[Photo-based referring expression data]
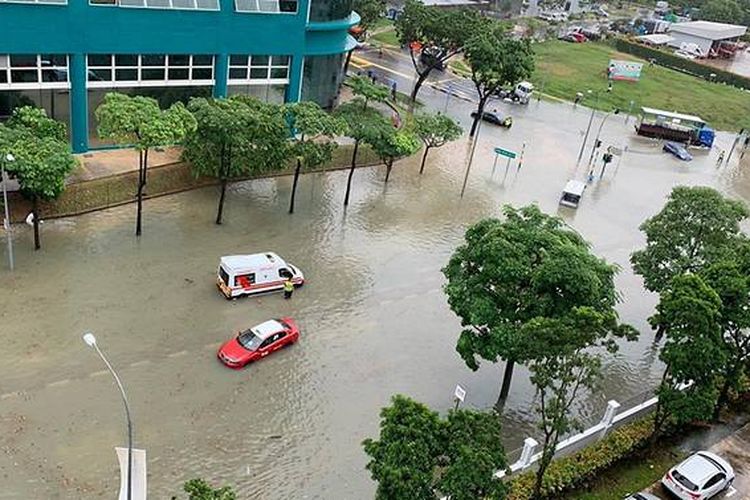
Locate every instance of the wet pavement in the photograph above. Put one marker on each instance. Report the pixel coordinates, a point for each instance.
(374, 320)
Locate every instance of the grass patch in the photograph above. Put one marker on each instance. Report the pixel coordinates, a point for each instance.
(631, 475)
(562, 69)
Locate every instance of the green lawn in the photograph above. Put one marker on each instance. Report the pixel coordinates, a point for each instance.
(630, 476)
(563, 69)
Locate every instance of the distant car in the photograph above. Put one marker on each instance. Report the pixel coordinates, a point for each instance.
(258, 342)
(700, 476)
(494, 119)
(642, 496)
(678, 150)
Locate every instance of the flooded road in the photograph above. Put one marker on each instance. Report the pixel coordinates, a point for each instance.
(373, 317)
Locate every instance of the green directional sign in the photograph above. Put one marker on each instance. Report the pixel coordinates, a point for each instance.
(505, 152)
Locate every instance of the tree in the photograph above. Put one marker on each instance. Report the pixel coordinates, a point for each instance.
(362, 123)
(696, 228)
(391, 144)
(368, 90)
(563, 361)
(418, 453)
(199, 489)
(314, 130)
(138, 121)
(435, 131)
(496, 61)
(689, 311)
(434, 35)
(236, 137)
(513, 271)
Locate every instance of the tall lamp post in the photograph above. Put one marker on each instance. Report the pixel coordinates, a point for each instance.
(6, 222)
(90, 341)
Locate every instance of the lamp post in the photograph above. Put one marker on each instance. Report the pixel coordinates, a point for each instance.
(6, 222)
(90, 341)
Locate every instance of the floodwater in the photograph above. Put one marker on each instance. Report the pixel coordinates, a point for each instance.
(373, 317)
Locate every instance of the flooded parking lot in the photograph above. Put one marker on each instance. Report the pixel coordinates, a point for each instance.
(373, 317)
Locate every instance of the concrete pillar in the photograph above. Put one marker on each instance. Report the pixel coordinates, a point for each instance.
(221, 74)
(79, 104)
(529, 446)
(296, 74)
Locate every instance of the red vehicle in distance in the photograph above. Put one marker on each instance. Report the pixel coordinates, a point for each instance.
(258, 342)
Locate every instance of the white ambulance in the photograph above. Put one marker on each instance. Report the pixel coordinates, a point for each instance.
(257, 273)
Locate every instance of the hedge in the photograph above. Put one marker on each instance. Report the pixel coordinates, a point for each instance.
(574, 470)
(669, 60)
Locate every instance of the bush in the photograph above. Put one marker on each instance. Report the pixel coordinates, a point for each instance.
(669, 60)
(573, 470)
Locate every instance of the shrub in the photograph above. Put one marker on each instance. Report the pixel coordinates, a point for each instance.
(570, 471)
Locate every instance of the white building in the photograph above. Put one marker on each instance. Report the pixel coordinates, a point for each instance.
(705, 34)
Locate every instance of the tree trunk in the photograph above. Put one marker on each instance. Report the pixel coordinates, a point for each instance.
(424, 157)
(35, 214)
(351, 173)
(294, 185)
(220, 211)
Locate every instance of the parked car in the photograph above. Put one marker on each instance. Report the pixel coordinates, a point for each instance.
(494, 118)
(700, 476)
(258, 342)
(678, 150)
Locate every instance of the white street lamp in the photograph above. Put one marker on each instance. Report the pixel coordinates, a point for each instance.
(90, 341)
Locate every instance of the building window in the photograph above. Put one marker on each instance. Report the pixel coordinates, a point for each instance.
(150, 70)
(160, 4)
(266, 6)
(258, 70)
(34, 71)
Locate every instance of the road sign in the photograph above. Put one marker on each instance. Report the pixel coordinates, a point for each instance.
(460, 393)
(505, 152)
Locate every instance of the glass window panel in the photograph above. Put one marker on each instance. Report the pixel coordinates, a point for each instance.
(126, 60)
(179, 74)
(278, 72)
(179, 60)
(154, 60)
(23, 61)
(238, 60)
(100, 60)
(202, 74)
(258, 73)
(24, 76)
(126, 75)
(238, 73)
(152, 74)
(288, 5)
(100, 75)
(203, 60)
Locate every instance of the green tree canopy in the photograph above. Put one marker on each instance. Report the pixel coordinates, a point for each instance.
(435, 130)
(421, 456)
(508, 272)
(696, 228)
(496, 61)
(434, 35)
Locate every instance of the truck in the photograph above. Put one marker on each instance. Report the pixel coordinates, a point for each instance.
(687, 129)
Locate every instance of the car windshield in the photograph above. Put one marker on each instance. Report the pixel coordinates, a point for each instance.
(249, 340)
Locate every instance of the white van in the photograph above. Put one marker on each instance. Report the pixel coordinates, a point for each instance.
(572, 193)
(257, 273)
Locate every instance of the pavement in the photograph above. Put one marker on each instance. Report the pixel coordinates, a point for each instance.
(734, 448)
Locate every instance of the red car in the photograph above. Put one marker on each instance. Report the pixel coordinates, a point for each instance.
(258, 342)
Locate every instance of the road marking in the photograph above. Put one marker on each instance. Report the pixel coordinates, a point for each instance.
(59, 383)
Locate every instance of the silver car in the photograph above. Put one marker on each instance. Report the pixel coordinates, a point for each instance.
(700, 476)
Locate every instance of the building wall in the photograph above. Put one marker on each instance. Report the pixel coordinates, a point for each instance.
(79, 29)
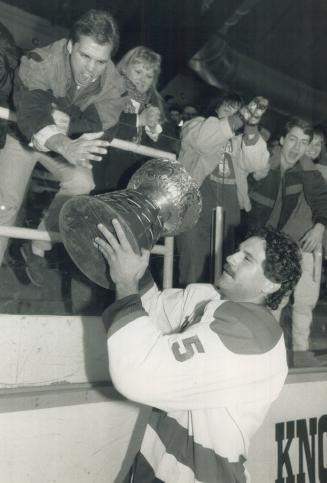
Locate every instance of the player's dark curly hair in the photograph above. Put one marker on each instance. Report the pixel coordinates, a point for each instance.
(282, 264)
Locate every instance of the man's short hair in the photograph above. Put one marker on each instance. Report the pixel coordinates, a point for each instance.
(306, 127)
(317, 131)
(98, 24)
(282, 263)
(231, 99)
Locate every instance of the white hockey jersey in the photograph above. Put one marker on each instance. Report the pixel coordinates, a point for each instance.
(209, 368)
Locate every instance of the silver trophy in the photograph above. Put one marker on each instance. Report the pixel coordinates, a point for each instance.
(161, 199)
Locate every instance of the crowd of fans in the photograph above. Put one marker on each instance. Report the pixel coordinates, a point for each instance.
(205, 358)
(71, 100)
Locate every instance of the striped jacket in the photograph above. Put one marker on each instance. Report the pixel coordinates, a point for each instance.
(209, 368)
(303, 178)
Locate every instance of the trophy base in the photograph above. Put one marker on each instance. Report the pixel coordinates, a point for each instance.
(79, 219)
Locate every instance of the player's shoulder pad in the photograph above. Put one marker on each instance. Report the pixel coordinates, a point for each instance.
(246, 328)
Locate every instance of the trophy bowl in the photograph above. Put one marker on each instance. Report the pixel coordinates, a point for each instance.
(161, 199)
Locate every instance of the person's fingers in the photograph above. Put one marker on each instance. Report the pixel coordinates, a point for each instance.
(121, 234)
(92, 135)
(111, 239)
(95, 149)
(84, 164)
(91, 157)
(104, 247)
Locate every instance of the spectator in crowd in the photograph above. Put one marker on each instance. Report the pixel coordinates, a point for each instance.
(189, 112)
(143, 120)
(58, 88)
(210, 361)
(219, 159)
(175, 114)
(293, 198)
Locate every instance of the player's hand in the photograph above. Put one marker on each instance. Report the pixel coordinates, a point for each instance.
(86, 148)
(126, 266)
(150, 116)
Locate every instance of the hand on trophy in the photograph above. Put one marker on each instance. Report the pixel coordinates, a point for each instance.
(126, 267)
(253, 112)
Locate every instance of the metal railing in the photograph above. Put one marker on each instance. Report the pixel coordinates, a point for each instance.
(166, 250)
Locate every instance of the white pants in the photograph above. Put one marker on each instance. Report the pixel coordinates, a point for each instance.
(306, 296)
(16, 165)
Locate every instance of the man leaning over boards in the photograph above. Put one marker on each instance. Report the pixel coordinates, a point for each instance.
(61, 90)
(209, 360)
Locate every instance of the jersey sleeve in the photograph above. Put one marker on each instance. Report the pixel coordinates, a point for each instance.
(192, 369)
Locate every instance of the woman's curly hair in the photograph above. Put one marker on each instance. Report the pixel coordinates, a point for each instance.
(282, 263)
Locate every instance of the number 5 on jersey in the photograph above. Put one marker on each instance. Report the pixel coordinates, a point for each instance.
(186, 348)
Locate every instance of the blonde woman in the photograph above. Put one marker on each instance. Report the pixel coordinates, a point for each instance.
(142, 121)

Work order
Return exactly the lines of the data, and only those, from the line with "Locate every instance of the man leaning" through the last line, inclusive.

Output for this exercise
Locate every instance of the man leaning over boards in the photograph above. Put one marker on each instance. Report the pixel coordinates, a point for each instance.
(61, 90)
(209, 360)
Locate every instance of the jersey sleeve in the photograph above. Put one marker on each instance. Report the pixel coordinates, a point for each instance.
(192, 369)
Locate every instance of the woman's curly hair in the photograph above. Put one marker on each instance. Report the pixel coordinates, a point for each instance.
(282, 263)
Locate every instance of the number 5 on jersey in the photograph above. Put one marker on each instance. Report the pixel coordinates, a point for each instance.
(186, 348)
Locate every instance of the blonde woman in the photograph above. Put one marker on each instance. Report the pixel coordinates, a point for each instance.
(142, 121)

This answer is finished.